(Point localization data)
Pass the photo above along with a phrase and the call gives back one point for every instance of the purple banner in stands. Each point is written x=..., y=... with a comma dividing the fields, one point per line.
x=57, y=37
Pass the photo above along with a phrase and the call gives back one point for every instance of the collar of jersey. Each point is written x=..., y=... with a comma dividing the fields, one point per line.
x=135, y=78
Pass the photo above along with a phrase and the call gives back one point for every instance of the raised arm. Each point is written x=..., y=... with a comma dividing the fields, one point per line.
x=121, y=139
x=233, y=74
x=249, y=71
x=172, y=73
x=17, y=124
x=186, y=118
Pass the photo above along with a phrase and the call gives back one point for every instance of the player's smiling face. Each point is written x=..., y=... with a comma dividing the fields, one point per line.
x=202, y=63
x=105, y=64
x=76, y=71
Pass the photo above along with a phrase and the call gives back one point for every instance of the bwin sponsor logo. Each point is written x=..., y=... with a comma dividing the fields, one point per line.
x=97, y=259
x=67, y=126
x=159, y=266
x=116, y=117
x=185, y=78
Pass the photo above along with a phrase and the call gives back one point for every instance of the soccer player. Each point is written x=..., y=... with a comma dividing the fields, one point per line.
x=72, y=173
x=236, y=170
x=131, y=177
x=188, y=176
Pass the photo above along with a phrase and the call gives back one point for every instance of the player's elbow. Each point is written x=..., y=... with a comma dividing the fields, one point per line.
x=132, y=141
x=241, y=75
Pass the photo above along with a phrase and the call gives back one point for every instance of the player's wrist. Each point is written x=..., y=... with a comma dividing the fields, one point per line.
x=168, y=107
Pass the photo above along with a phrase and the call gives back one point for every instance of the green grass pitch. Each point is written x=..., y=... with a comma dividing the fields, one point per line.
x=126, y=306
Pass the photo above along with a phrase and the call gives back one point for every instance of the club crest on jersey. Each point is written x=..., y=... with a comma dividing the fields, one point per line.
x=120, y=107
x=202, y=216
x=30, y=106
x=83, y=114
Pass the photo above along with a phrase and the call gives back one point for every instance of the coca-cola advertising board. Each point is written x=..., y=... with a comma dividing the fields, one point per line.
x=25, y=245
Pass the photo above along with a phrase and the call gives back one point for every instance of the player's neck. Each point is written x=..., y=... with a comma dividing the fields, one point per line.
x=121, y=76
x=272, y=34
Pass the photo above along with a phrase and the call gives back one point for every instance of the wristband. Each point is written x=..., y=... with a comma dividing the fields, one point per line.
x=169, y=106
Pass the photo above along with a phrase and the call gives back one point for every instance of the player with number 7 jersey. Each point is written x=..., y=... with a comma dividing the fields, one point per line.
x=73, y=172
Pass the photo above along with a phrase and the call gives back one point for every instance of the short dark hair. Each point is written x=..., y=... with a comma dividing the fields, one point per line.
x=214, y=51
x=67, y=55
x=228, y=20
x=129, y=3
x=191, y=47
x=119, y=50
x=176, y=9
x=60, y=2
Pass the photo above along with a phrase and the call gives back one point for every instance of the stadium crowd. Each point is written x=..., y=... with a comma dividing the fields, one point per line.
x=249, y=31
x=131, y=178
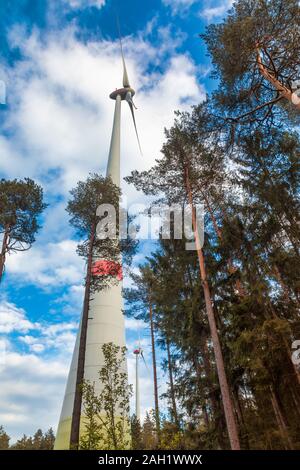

- _Your objective_
A verbatim copy of every record above is required, with all pictures omitted.

- _Task answer_
Pass the photo above along with a phrase and the call gives back one point for every instance of the purple banner in stands. Each point is written x=..., y=... with a comma dividing the fields, one point per line.
x=57, y=37
Pass the photo above along with a phrase and the call gives back one point for every instance of the collar of jersey. Each point is written x=..., y=... with a comma dividing the fields, one point per line.
x=135, y=78
Pass the photo above along with a phrase and the call gives back one point for every instance of the raised arm. Each point is written x=..., y=... with a comma dividing the fields, one point per line.
x=121, y=139
x=233, y=74
x=249, y=71
x=172, y=73
x=17, y=124
x=186, y=118
Pass the photo above along with a phrase and the call gives back one point for every instance of the player's smiling face. Each point is written x=..., y=... with a comma dividing the fields, one point per line.
x=202, y=63
x=105, y=64
x=76, y=71
Pass the photo above along with a phrase and the call gives back one point for every instance of the bwin sponsor logo. Each point is written x=..., y=... with a comma dividing the fields, one point per line.
x=97, y=259
x=67, y=126
x=159, y=266
x=116, y=117
x=185, y=78
Pass the photo above along with a phrase and the call gives back one point for every instance of the soccer player. Each point is written x=..., y=... with a comma dividing the fields, one point per line.
x=72, y=173
x=236, y=170
x=131, y=177
x=188, y=176
Pass the photo above along with a phrase and the call gives back one point for every instance of the player's elbow. Each point is written x=..., y=... with a comma dividing the fields, one point per line.
x=132, y=141
x=241, y=75
Pass the photo above along with a phrase and the call gives back one point for every instance of the player's wrist. Each point is written x=..., y=... with a comma dividing the fields, one point per line.
x=168, y=107
Pass the photo above along with a phrase and the call gives back one point for every instance of the green grass pitch. Each point is written x=..., y=... with a comma dividing the fields, one point per line.
x=126, y=306
Pass the photo above along with a phrase and the call gives back one point for every instance of the club crest on jersey. Each point is written x=..., y=... with a comma dividing the fields, one point per line.
x=120, y=107
x=202, y=216
x=30, y=106
x=83, y=114
Pass the photo above along with a phrase and the call gives back one point for every instance of the coca-cola advertising board. Each point is written x=..., y=... with a comma dividing the fields, one point per line.
x=25, y=245
Pass the photo above along with a phrase and the call gives back one point for every instance of the player's neck. Each point is written x=..., y=... with a comma dividing the fields, one point per line.
x=121, y=76
x=272, y=34
Pass the photo above along with a phrase and the call gives back one point for every instance of the wristband. Each point is written x=..., y=... with a comma dividing the fields, one point per line.
x=169, y=106
Pass the photo above along with a phrase and the call gives back one point for every instance of the player with number 7 jersey. Each point is written x=..., y=... with a comma dividing the fields, one point per line.
x=73, y=172
Pass the photo above along with a phrase and the call gives back one point for every instance of the short dark hair. Each point is written x=..., y=... with a comma dividing the fields, one point per line.
x=214, y=51
x=67, y=55
x=228, y=20
x=129, y=3
x=191, y=47
x=119, y=50
x=176, y=9
x=60, y=2
Pass the photo above along with a phrase and the call gives back one point for every instance of the stadium crowd. Each point is written x=..., y=... with a comma dividing the fields, one point per line.
x=249, y=31
x=131, y=178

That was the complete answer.